Short task → Rewrite the listing below, replacing "Query" with "Search term" wherever it occurs and keeping every other line unchanged.

=== Entries provided ===

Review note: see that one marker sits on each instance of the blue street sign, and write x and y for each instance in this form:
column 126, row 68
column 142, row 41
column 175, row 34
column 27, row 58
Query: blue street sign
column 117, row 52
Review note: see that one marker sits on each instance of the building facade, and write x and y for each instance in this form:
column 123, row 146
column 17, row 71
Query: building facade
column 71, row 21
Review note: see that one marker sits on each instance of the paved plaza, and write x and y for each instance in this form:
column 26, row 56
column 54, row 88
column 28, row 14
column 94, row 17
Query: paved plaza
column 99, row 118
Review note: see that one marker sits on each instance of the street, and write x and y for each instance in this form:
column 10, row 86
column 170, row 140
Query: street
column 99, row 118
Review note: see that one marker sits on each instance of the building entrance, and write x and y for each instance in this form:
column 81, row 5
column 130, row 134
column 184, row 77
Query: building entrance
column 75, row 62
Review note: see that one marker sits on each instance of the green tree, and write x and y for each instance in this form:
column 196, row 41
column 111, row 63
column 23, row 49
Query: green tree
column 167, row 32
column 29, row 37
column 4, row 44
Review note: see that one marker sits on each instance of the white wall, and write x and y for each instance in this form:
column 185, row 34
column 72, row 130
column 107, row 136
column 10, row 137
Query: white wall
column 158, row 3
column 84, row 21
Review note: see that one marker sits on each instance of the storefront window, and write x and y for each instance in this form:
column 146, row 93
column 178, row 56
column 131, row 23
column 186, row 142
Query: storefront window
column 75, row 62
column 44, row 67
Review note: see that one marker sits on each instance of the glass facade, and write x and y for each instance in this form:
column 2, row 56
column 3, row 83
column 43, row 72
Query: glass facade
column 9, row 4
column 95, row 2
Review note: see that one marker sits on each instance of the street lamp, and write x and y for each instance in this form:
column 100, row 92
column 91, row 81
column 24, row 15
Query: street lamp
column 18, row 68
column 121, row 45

===

Reply to the exercise →
Review note: see that one marker sits on each instance of the blue street sign, and write x and y for each instance in this form:
column 126, row 68
column 142, row 41
column 175, row 34
column 27, row 58
Search term: blue street sign
column 117, row 52
Review note: see that one marker sits on each instance of the building facade, and write x and y for each instance in this form:
column 123, row 146
column 17, row 71
Search term: building facade
column 71, row 21
Review note: see that one marker sits on each instance of the paved plaza, and write x and y for each instance in this form:
column 26, row 56
column 54, row 88
column 28, row 14
column 94, row 17
Search term: paved plaza
column 99, row 118
Review note: see that one marker sits on each instance of the street, and write x and y for each instance in this form:
column 10, row 86
column 170, row 140
Search term: street
column 99, row 118
Review note: see that one marker sits on each instance of the building entrance, and write x and y for each instance in this form:
column 81, row 5
column 130, row 134
column 184, row 77
Search term: building entrance
column 75, row 62
Review note: see that one marker sits on each instance of the green tree, and write x and y for each instance in this form:
column 196, row 41
column 111, row 63
column 23, row 49
Search term: green tree
column 167, row 32
column 29, row 37
column 4, row 44
Review note: see that one marker sits on each instance of the white wall, and write x and y for each instance in this form:
column 185, row 34
column 72, row 130
column 107, row 136
column 10, row 137
Search term: white wall
column 158, row 3
column 84, row 21
Review note: see that one marker sits on each instance of the storefront window, and write x and y for each instance in this form:
column 146, row 93
column 178, row 56
column 131, row 23
column 186, row 142
Search term: storefront window
column 75, row 62
column 44, row 67
Review note: see that one marker sits on each instance of the glass facade, and write x and y for each instance in this form:
column 2, row 56
column 3, row 83
column 43, row 72
Search term: glass facade
column 9, row 4
column 95, row 2
Review note: see that one marker sits on each instance of the street lamp, and write x and y for each instance in this form:
column 100, row 92
column 91, row 81
column 24, row 15
Search term: street lamp
column 18, row 68
column 121, row 45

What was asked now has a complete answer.